___ DATA FOR THIS TASK ___

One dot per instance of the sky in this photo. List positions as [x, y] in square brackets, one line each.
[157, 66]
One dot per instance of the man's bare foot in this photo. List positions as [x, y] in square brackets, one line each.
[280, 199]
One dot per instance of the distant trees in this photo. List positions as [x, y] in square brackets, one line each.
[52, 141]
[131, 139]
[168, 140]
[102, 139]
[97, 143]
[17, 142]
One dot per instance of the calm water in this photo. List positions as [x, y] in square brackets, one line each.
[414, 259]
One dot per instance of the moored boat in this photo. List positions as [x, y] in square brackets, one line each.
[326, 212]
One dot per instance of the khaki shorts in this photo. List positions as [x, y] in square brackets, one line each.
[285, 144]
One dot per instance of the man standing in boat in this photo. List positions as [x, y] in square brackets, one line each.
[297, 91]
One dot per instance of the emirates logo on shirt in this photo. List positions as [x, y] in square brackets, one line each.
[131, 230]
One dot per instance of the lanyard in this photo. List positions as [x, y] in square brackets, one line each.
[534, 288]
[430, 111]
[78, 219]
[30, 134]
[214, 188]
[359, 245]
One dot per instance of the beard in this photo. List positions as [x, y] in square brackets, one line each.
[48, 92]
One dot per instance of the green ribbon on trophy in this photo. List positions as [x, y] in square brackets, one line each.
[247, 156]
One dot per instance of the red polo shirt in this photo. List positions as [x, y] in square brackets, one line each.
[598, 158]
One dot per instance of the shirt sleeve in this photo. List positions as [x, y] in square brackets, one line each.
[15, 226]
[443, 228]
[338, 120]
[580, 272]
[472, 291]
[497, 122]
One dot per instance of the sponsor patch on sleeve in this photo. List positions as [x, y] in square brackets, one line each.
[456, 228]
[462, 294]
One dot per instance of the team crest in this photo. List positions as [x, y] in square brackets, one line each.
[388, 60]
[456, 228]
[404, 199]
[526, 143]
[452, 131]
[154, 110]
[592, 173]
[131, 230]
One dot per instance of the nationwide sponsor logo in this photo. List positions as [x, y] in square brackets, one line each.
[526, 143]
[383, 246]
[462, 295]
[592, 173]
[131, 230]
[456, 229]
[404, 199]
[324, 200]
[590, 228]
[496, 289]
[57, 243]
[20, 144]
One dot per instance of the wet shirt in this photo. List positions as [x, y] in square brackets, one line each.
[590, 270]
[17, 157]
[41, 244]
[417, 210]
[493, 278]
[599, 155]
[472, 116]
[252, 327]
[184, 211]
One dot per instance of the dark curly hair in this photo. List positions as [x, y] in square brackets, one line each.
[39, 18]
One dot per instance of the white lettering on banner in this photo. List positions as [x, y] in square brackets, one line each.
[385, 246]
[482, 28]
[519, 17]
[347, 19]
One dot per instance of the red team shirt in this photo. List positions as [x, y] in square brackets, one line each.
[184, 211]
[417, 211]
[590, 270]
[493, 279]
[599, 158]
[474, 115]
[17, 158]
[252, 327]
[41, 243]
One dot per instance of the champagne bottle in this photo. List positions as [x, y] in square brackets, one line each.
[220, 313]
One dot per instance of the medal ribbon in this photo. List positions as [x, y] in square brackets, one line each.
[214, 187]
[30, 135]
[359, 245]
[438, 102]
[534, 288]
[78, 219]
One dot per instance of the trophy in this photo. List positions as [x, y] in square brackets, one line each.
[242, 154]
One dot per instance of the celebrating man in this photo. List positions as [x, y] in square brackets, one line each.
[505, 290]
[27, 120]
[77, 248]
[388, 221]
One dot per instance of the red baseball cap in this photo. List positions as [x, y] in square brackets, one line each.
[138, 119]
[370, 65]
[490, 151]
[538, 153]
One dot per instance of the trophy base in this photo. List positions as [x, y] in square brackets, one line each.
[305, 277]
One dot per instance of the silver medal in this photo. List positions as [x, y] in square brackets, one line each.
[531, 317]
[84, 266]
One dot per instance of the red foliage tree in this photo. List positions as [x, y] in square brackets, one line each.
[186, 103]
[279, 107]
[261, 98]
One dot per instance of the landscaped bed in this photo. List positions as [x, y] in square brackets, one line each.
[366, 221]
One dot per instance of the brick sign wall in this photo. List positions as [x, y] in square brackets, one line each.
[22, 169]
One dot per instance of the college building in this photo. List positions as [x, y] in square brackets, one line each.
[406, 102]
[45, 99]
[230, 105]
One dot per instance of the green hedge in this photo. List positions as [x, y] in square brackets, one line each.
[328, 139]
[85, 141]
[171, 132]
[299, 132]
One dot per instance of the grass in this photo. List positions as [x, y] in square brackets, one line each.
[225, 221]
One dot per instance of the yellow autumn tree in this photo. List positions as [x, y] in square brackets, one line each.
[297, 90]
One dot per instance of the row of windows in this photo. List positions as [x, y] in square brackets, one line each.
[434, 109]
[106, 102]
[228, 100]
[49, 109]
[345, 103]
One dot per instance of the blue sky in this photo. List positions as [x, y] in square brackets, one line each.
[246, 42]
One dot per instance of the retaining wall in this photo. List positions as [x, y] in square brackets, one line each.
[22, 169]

___

#### WORK REQUIRED:
The whole listing above needs to be written out again exactly.

#### EXERCISE ANSWER:
One dot per instance of the sky in this photo. List positions as [x, y] in square brackets, one line each.
[157, 66]
One dot per instance of the man's bare foot in this photo. List positions as [x, y] in square brackets, one line each.
[280, 199]
One dot per instance of the distant trees in this photo. List positions as [x, y] in square brackets, one line each.
[52, 141]
[131, 139]
[168, 140]
[102, 139]
[97, 143]
[17, 142]
One dot per instance of the calm water in this photo. List positions as [x, y] in square brackets, one line each.
[414, 259]
One dot per instance of the moored boat in this photo. List positions as [x, y] in square brackets, one line each.
[326, 212]
One dot per instance of the khaki shorts in this photo. List positions as [x, y] in square brackets, one line each.
[285, 144]
One dot per instance of the man standing in boat in this photo. List positions as [x, y] in square brackets, one line each.
[297, 91]
One dot per instance of the emirates logo on shirt in this photo. List positions as [x, y] in square brackets, one line each.
[131, 230]
One dot per instance of the lanyard in this photo. List positions as [x, y] in square brackets, one line each.
[534, 288]
[430, 111]
[78, 219]
[30, 134]
[214, 188]
[359, 245]
One dot per instance of the beard in this photo. List positions as [x, y] in square brackets, one line each.
[48, 92]
One dot per instance of the green ribbon on trophy in this photo. List positions as [x, y] in square brackets, one line each.
[247, 156]
One dot per instance of the red polo shirt in this photo. List positions as [x, y] in square brackets, one line each.
[598, 158]
One dot per instance of the shirt sleeve in this photo. List positions as [x, y] in square brackets, one line each.
[15, 226]
[443, 228]
[338, 120]
[580, 272]
[472, 291]
[497, 122]
One dot per instance of the sponsor patch on sleeve in this photo. List positions as [x, y] in square brackets, one line each.
[456, 228]
[462, 294]
One dot per instance of the team crest in this photo. List positions as [x, y] in square brackets, one line each.
[388, 60]
[456, 228]
[404, 199]
[526, 143]
[452, 131]
[154, 110]
[592, 173]
[131, 230]
One dot per instance of the nationwide sponsor logo in this photo. List positions as [x, y] in square brackets, one line each.
[526, 143]
[383, 246]
[462, 295]
[592, 173]
[131, 230]
[456, 229]
[404, 199]
[324, 200]
[590, 228]
[496, 289]
[57, 243]
[20, 144]
One dot per instance of the wet shirt in this photo. List positions as [x, y] in square brackets, one line each.
[590, 270]
[17, 157]
[41, 244]
[417, 210]
[493, 278]
[599, 155]
[472, 116]
[252, 327]
[184, 211]
One dot per instance of the dark curly hair in this photo. List positions as [x, y] in square brackets, one line each.
[39, 18]
One dot per instance of the white lettering on banner in this photo. List positions as [x, y] in square brackets, one line each.
[385, 246]
[482, 28]
[519, 17]
[347, 19]
One dot per instance of the red team shirt in this photo. List positions as [x, y] in square brackets, one line each.
[184, 211]
[417, 211]
[590, 270]
[493, 279]
[599, 158]
[474, 115]
[17, 158]
[252, 327]
[41, 243]
One dot per instance of the champagne bottle in this photo. List positions as [x, y] in square brackets, one line each.
[220, 313]
One dot per instance of the medal ribbon in this photo. List positions as [x, y] in square brackets, one line each.
[214, 187]
[30, 135]
[359, 245]
[438, 102]
[534, 288]
[78, 219]
One dot per instance of the trophy in this photo. List positions as [x, y] in square brackets, one line each.
[242, 154]
One dot per instance of the celebrating man in this photo. List positions as [x, y] in square brackets, one line each.
[505, 290]
[27, 120]
[77, 248]
[388, 221]
One dot per instance of the red baseball cap in this photo. List positions as [x, y] in square brackets, one line each.
[138, 119]
[370, 65]
[490, 151]
[538, 153]
One dot per instance of the trophy base in this photo. List positions as [x, y] in square brackets, one line each.
[305, 277]
One dot per instance of the silver medal in this photo. List positions as [x, y] in square brackets, one line each.
[531, 317]
[84, 266]
One dot per instance of the red foliage tree in this photo. List positions as [x, y] in square brackets, one line each.
[186, 103]
[279, 107]
[261, 98]
One dot per instance of the landscaped bed in this photo. List positions as [x, y] in square brackets, one line each.
[366, 221]
One dot per instance of the brick sign wall in this photo. List positions as [x, y] in square brackets, one line each.
[22, 169]
One dot per instance of the college building in this photo. List positions as [x, y] in square brackets, one line each.
[406, 102]
[45, 99]
[230, 105]
One dot per instance of the green hedge in this photo. List positions as [x, y] in square brackets, one line each.
[328, 139]
[85, 141]
[171, 132]
[299, 132]
One dot per instance of the grass in this photo. List positions as [x, y] in square brackets, one line each.
[225, 221]
One dot per instance of the yellow autumn tree in this photo. List positions as [x, y] in square brackets, one line each.
[297, 90]
One dot per instance of the row of windows in this photo. List positions as [x, y] in square brackets, one line each.
[434, 109]
[106, 102]
[228, 100]
[49, 109]
[345, 103]
One dot per instance of the blue sky in this photo. List positions as [x, y] in square brackets, one line each.
[246, 42]
One dot per instance of the retaining wall in this photo. List positions as [x, y] in square brackets, one line each.
[22, 169]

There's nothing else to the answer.